Start of Material provided

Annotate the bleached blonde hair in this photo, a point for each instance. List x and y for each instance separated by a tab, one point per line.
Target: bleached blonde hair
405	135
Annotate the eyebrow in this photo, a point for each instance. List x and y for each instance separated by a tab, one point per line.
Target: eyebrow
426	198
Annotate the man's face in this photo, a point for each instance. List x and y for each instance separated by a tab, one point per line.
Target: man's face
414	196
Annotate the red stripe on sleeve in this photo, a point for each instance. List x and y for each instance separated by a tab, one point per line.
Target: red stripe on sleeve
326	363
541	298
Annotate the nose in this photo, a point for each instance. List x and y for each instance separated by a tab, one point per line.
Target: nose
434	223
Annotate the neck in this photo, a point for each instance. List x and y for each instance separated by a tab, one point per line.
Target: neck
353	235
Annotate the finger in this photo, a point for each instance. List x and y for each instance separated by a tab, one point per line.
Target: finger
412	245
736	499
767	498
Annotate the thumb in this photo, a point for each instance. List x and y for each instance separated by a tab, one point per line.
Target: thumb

End of Material provided

- _Assigned task_
Scan the listing above, and wherever a line holds the string "thumb", copy that line.

- _Answer box_
Annotate the thumb in this photo, a point for each instance. List x and y for each instance separated by a tab, one point per line.
Target: thumb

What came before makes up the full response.